# SOAL LATIHAN 1
Salin tanpa perubahan bagian entri yang diawali baris berisi "TARGET = stone pediment" dan berakhir pada baris terakhir entri. Kedua batas itu ikut disalin.

**** KUTIPAN DOKUMEN

Pada masa-masa peralihan antara pemerintahan
Jepang dengan Sekutu yang diboncengi oleh Belanda dan sekaligus masa berdirinya
Indonesia sebagai bangsa inilah peran Rama Kanjeng juga cukup besar sebagai
Pimpinan Gereja Katolik sekaligus sebagai warga negara Indonesia.
Pertempuran 5 hari di Semarang.
Hari itu adalah hari kedatangan tentara
sekutu di kota Semarang.
Kota Semarang telah diblokade oleh tentara
Jepang karena kemarahan mereka atas penyerangan pemuda-pemuda Semarang sebelum
hari-hari mencekam itu. Kedatangan tentara sekutu dimanfaatkan oleh Rama
Kanjeng untuk kembali mengekspresikan keunggulannya dalam berdiplomasi. Rama
Kanjeng mendesak pimpinan tentara sekutu untuk mengadakan perundingan dengan
pimpinan tentara Jepang dan berhasil mempertemukan dua pimpinan itu di Pastoran
Gedangan. Dari Perundingan itu Rama Kanjeng juga mendapatkan info dari Pimpinan
Tentara Jepang bahwa malam tanggal 20 Oktober 1945 itu tentara Jepang akan
menjebak pemuda-pemuda Semarang dan menghabisi mereka di daerah Karang Tempel.

********

# SOAL LATIHAN 2
Teruskan kutipan tentang peran Rama Kanjeng di Semarang menjelang pertempuran lima hari, dimulai setelah kalimat terakhirnya.

**** DATA TUGAS

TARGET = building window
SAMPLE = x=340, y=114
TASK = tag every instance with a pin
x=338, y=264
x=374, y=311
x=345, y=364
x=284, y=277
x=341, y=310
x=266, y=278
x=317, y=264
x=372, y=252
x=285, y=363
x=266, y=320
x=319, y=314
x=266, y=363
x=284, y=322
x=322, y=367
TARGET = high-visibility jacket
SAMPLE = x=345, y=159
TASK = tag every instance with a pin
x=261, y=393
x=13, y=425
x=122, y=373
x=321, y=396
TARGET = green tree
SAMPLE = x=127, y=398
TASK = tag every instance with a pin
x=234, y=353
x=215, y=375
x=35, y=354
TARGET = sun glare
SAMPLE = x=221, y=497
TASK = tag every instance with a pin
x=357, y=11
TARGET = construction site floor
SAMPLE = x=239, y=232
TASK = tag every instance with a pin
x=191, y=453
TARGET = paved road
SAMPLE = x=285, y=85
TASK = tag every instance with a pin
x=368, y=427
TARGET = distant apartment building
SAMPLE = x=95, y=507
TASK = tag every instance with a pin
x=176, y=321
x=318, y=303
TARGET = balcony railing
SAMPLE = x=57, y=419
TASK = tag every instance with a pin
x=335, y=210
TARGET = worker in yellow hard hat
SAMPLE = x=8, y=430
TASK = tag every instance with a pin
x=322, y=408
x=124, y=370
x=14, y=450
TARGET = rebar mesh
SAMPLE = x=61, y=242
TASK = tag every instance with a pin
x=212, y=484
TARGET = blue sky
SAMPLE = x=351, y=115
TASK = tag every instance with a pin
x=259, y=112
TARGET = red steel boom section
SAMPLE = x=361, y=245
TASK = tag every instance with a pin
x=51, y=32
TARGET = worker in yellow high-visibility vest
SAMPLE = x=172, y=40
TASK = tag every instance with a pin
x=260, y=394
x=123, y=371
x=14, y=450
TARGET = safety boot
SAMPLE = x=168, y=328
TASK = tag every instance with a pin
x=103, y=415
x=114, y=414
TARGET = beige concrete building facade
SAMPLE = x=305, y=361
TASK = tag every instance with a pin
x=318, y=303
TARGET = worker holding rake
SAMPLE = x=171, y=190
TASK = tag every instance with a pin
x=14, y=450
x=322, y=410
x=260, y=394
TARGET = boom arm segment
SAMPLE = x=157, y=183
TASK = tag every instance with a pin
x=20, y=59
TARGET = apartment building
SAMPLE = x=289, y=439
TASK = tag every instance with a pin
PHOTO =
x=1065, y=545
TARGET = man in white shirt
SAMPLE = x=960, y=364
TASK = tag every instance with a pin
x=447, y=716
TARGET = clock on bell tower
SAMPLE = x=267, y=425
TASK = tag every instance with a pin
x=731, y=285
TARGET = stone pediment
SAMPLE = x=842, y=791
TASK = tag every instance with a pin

********

# HASIL LATIHAN 1
TARGET = stone pediment
SAMPLE = x=842, y=791
TASK = tag every instance with a pin

# HASIL LATIHAN 2
Rama Kanjeng tidak hanya berhasil
menyelamatkan pemuda-pemuda pejuang itu, tetapi juga berhasil membuka blokade
tentara Jepang atas kota Semarang. Pertempuran itu pun berhasil digagalkan oleh
keunggulan diplomasi Rama Kanjeng pada kedua pimpinan tentara Jepang dan
Inggris.
Keadaan Rakyat.
Perang 5 hari di Semarang menjadi kondisi
rakyat Semarang sangat menderita.
Kelaparan terjadi dimana-mana, listrik dan
air mati, harga beras dan bahan makanan yang tersisa naik dan tidak terjangkau
oleh rakyat.
Penyambutan Presiden Sukarno di Yogyakarta.
Kondisi ini mengakibatkan kerusuhan besar di
Semarang, perampokan dan penjarahan terjadi dimana-mana.
Jam malam mulai diberlakukan lagi. Kondisi
yang semakin parah ini menumbuhkan keprihatinan bagi tokoh-tokoh masyarakat
kota Semarang termasuk Rama Kanjeng. Oleh karena itu pada tanggal 20 November
1945 dibentuklah Komite Penolong Rakyat yang diketuai R.S Dwijosewoyo (Katolik)
dan RM. Sadat Kadarisman (Islam).
Kerja keras KPR ini dirasa sungguh-sungguh
membantu memulihkan kembali kondisi masyarakat Semarang.
Rama Kanjeng juga ikut membantu berdiplomasi
dengan cara mengutus utusan ke Jakarta untuk bertemu dengan Perdana Menteri
saat itu Sutan Syahrir.
Pemerintah Pusat segera mengutus Mr.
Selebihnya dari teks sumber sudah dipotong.